▶ [Supplied entries]
--
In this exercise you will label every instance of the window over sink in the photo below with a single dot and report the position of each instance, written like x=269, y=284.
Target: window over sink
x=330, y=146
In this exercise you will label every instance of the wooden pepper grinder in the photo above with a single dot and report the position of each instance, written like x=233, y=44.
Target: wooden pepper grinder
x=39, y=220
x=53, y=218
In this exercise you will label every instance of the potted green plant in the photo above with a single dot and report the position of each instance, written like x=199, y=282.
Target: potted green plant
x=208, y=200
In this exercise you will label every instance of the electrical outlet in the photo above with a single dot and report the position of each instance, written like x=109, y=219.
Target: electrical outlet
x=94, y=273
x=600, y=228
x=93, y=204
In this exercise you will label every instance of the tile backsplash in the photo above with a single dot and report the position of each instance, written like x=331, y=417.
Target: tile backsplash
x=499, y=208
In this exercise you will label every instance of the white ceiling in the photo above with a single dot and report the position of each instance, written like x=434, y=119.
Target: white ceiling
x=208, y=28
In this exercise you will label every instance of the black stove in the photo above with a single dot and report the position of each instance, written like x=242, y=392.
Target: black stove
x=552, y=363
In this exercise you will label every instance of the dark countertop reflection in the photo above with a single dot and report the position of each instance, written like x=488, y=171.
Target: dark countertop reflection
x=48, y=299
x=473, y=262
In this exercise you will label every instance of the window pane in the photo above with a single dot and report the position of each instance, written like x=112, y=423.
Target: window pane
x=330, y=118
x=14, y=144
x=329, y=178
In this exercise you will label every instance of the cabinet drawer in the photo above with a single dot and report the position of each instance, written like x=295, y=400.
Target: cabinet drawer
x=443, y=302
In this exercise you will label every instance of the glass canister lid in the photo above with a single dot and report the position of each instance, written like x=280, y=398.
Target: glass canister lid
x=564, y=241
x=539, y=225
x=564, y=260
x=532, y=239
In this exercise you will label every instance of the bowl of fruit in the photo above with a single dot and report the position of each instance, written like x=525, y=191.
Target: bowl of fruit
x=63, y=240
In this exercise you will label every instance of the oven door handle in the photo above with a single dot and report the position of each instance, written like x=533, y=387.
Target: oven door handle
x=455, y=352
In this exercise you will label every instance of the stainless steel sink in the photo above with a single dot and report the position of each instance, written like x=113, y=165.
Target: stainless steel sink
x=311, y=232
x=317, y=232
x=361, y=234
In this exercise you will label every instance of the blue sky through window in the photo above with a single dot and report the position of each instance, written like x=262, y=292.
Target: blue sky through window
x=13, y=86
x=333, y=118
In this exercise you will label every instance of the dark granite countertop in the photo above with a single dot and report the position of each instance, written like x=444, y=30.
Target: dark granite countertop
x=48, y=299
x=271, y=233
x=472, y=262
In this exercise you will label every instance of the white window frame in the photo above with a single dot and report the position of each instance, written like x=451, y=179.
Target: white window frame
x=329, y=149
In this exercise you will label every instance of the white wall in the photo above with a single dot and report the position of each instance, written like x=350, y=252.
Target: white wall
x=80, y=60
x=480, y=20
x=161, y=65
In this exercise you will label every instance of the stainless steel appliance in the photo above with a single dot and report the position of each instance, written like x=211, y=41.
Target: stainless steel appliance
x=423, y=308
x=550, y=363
--
▶ [Brief] Reproduce each of the entries above word for word, from the first through the last.

▶ [Result for this exercise]
In this exercise you will label every instance of the window over sink in the photo below with a single dot and report the position of each instance, written like x=269, y=284.
Target: window over sink
x=330, y=146
In this exercise you will label every instance of the wooden pepper grinder in the photo above with a single dot and report the position of each instance, written like x=233, y=44.
Target: wooden pepper grinder
x=39, y=220
x=53, y=218
In this exercise you will label every instance of the potted green plant in the photo above with a single dot and report the position of each instance, written like x=199, y=282.
Target: potted green plant
x=208, y=200
In this exercise you will label every instance of the electrical outlet in the photo above with a single dot and report the position of each instance, written like x=109, y=219.
Target: electrical outlet
x=94, y=273
x=600, y=228
x=93, y=204
In this exercise you will label every instance of the tile backsplash in the photo above with a single dot and report the position of each instance, written like x=331, y=417.
Target: tile backsplash
x=499, y=208
In this exercise you will label every instance of the white ceiling in the photo above with a single dot and report the position of each instance, written like x=434, y=119.
Target: white ceiling
x=208, y=28
In this exercise you will label every instance of the black stove in the photo above with a single dot and report the position of each instance, written like x=242, y=392.
Target: black stove
x=552, y=363
In this exercise you will label every instance of the dark countertop reflection in the photo above with a single dot and report the position of each instance, written like x=488, y=171.
Target: dark countertop reflection
x=48, y=299
x=473, y=262
In this exercise you will label every instance of the window pane in the photo above with a single dot and report the position of each instance, written like x=112, y=423.
Target: window pane
x=330, y=118
x=14, y=144
x=329, y=178
In this exercise you will label every instance of the cabinet drawer in the photo above with a single dot and report the position of each instance, written like x=295, y=400.
Target: cabinet drawer
x=443, y=302
In this exercise you will label every instance of the glass canister lid in the photo above with a single dot and report the position of each instance, written like x=280, y=398.
Target: glass canister lid
x=564, y=241
x=539, y=225
x=564, y=260
x=532, y=239
In this exercise you will label every instance of the bowl of fruit in the photo above with a single dot and report the position of each instance, written like x=525, y=191.
Target: bowl of fruit
x=63, y=240
In this exercise you will label every instance of the oven door handle in the photo above with a single dot and report the position of each instance, written like x=533, y=387.
Target: oven door handle
x=455, y=352
In this exercise you will label every instance of the stainless steel sink in the photo above with a single dot and report the position of each instance, written like x=113, y=165.
Target: stainless steel sink
x=311, y=232
x=317, y=232
x=361, y=234
In this exercise you will label every instance of the blue sky through window in the photo above with a single dot and report the position of each instance, written like x=262, y=292.
Target: blue sky through window
x=13, y=86
x=333, y=118
In this exercise you will label every instance of the dark granite countertop in the photo above with a single dot and report the position of each instance, written like x=444, y=30.
Target: dark granite countertop
x=48, y=299
x=271, y=233
x=472, y=262
In this exercise you will label every instance of the white window frame in the photo above with a single dot and report the position of each instance, written like x=451, y=179.
Target: white window frame
x=329, y=149
In this exercise you will label every instance of the white wall in the photo above with a single dot and report the position of each instance, written like x=350, y=252.
Target: white wall
x=80, y=60
x=480, y=20
x=161, y=65
In this exercise you will label every instance of the stainless steel appliance in the photo above with a single dot and report the position of each instance, written like x=211, y=41.
Target: stainless steel appliance
x=423, y=308
x=550, y=363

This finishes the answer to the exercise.